>>>

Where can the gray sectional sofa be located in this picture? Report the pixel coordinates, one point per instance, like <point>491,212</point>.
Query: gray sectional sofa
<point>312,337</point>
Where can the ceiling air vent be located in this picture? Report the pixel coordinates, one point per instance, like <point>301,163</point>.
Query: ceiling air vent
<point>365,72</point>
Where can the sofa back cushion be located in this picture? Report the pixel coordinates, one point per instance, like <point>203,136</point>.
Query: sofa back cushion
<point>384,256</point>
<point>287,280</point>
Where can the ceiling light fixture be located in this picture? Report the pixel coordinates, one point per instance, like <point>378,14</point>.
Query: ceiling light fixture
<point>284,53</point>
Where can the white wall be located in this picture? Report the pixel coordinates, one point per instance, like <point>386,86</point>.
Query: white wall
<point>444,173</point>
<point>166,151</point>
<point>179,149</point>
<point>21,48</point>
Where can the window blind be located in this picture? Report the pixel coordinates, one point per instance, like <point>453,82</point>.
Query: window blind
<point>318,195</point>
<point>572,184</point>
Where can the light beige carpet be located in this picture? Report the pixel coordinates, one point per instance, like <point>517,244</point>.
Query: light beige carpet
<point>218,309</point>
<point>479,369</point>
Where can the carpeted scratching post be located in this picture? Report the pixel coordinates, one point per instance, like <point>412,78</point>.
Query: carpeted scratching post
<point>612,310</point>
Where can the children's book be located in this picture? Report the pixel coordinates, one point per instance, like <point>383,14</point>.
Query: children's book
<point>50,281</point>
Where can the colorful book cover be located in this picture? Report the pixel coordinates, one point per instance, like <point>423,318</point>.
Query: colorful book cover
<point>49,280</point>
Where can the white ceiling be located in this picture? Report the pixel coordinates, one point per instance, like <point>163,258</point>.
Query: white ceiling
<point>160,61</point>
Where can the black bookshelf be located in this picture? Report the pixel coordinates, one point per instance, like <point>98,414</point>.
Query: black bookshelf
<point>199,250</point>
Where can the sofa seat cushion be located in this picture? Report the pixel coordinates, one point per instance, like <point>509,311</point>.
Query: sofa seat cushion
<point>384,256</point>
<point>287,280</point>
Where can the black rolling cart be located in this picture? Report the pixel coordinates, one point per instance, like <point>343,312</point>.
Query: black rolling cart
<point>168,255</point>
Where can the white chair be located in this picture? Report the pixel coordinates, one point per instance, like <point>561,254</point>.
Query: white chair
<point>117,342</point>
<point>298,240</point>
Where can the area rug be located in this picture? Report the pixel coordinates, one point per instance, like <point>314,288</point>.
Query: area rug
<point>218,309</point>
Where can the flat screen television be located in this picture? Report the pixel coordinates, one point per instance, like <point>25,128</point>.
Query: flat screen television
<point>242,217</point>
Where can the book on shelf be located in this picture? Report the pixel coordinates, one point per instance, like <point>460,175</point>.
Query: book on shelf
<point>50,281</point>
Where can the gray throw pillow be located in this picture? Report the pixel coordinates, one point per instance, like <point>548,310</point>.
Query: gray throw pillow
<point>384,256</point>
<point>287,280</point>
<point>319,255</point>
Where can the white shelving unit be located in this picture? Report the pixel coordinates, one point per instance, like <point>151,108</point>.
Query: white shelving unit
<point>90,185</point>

<<<

BRIEF
Copy the data verbatim, from the line containing "Where can the gray throw" through the last line of the data, both included.

EXERCISE ANSWER
Where can the gray throw pillow be located in this picture? Report the pixel coordinates, one point per instance, like <point>548,310</point>.
Query: gray throw pillow
<point>384,256</point>
<point>287,280</point>
<point>319,255</point>
Where can the white shelving unit be located in this picture? Report the pixel coordinates, one point per instance, like <point>151,108</point>.
Query: white shelving unit
<point>90,185</point>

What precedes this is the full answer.